*Image outline entries*:
────────────────

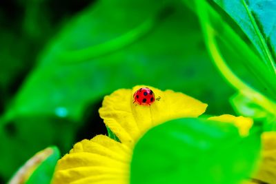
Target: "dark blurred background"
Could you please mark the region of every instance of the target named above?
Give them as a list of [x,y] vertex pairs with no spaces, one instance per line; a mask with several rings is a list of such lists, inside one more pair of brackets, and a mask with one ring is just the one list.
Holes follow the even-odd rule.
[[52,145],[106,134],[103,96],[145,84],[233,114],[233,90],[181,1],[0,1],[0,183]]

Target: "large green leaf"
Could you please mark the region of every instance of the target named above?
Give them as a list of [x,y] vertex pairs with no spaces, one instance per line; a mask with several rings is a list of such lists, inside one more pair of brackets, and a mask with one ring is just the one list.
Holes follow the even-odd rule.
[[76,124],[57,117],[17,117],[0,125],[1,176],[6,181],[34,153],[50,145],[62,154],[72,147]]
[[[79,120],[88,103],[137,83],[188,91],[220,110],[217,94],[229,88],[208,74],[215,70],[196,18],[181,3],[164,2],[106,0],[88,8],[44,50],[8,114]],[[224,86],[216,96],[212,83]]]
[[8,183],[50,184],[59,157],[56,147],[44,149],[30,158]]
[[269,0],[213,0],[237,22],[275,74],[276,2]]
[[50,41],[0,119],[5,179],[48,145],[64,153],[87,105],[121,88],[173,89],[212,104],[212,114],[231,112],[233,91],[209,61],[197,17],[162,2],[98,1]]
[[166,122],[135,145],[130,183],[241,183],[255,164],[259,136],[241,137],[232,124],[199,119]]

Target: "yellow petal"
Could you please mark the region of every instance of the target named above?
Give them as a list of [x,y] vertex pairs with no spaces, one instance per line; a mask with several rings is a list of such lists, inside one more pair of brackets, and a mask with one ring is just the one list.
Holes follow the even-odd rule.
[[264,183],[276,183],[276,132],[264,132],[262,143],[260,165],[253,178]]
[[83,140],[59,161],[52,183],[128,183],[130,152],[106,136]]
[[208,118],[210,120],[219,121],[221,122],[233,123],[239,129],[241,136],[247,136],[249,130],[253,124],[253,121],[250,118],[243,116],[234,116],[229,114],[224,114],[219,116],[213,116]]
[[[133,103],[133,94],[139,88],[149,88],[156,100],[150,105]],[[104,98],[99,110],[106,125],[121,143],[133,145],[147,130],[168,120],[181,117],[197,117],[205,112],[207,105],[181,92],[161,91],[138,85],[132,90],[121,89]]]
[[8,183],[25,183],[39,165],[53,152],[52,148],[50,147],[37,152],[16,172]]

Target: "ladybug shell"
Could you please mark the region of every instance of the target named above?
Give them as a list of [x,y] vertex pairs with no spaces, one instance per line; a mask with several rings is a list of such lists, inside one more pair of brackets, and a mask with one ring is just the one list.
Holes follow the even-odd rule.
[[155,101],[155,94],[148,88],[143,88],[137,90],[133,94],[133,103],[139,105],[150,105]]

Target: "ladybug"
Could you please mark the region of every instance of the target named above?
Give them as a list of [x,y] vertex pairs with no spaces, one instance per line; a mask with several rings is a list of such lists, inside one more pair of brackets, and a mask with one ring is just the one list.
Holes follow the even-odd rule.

────────────────

*Work instructions*:
How many lines of the listing above contain the string "ladybug"? Case matters; reply with the number alone.

*In response*:
2